### WORK REQUEST
Beginning with the line that holds "Would you be able to point to the ladder rail", set down each line of the data below through the very last, exactly as given, and nothing beyond that.

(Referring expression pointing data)

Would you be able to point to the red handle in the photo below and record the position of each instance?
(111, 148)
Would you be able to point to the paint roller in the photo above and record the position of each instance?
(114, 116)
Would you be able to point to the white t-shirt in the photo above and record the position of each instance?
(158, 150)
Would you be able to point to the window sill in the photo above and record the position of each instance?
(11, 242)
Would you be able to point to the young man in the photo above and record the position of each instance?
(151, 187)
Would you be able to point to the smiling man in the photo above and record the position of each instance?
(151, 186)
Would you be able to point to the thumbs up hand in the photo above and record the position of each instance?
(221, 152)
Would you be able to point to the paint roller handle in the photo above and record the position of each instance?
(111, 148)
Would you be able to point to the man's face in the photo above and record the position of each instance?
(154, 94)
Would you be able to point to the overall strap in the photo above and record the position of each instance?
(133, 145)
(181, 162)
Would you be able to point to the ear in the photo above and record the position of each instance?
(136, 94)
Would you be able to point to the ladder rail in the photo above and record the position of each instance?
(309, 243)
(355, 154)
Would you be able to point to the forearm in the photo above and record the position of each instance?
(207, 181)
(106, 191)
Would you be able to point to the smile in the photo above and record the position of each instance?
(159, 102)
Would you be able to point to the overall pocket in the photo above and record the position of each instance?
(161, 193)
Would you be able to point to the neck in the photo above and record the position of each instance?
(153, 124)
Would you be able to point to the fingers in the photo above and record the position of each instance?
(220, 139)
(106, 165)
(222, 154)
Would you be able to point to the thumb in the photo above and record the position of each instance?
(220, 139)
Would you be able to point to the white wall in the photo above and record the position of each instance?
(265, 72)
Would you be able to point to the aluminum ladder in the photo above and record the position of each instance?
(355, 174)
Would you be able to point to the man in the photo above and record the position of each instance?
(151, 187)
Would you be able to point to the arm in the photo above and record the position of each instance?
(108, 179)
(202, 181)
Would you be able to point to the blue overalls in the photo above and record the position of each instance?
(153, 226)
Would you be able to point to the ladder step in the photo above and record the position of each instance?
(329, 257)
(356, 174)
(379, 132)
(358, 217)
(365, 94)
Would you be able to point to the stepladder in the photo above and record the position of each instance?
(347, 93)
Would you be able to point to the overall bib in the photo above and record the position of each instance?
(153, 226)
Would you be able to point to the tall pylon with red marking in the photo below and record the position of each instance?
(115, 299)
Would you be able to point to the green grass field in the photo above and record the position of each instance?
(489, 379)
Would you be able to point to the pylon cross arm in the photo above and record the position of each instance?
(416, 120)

### EXERCISE ANSWER
Would you be able to point to the ladder rail in the photo above and record the position of each instance?
(309, 243)
(355, 154)
Would you be able to point to the forearm in the photo above and record the position of each instance?
(207, 181)
(106, 191)
Would you be able to point to the smile in the photo above and record the position of each instance?
(159, 102)
Would you be able to point to the overall pocket in the photo above and record the position of each instance?
(161, 193)
Would you be able to point to the neck in the photo above and record the position of each instance?
(153, 124)
Would you be able to point to the fingers in the photo above and record the position of each instance?
(220, 139)
(106, 165)
(222, 154)
Would you be able to point to the thumb in the photo above and record the position of each instance?
(220, 139)
Would you be able to point to the white wall in the photo above and record the position of each instance?
(265, 72)
Would you be able to point to the aluminum ladder in the photo above and record the position of each instance?
(355, 174)
Would you be able to point to the man in the photo above and record the position of each instance?
(151, 187)
Would you be able to point to the arm in the photo above and record the position of each instance?
(108, 179)
(202, 181)
Would you be able to point to the blue overalls in the photo above and record the position of each instance?
(153, 226)
Would you be able to point to the ladder step in the photo above and record the position of each instance?
(329, 257)
(356, 174)
(379, 132)
(358, 217)
(365, 94)
Would you be able to point to the stepladder in the photo above and record the position of each instance?
(347, 93)
Would you be able to point to the overall bib in the photo above and record the position of each instance?
(153, 226)
Would you be able to point to the tall pylon with red marking in the photo below and record the position of each instance?
(115, 299)
Would you be able to point to the green grass field in the photo above and record the position of each instance?
(489, 379)
Would you be able to point to the pylon cross arm in the photo above and record the position of each instance?
(416, 120)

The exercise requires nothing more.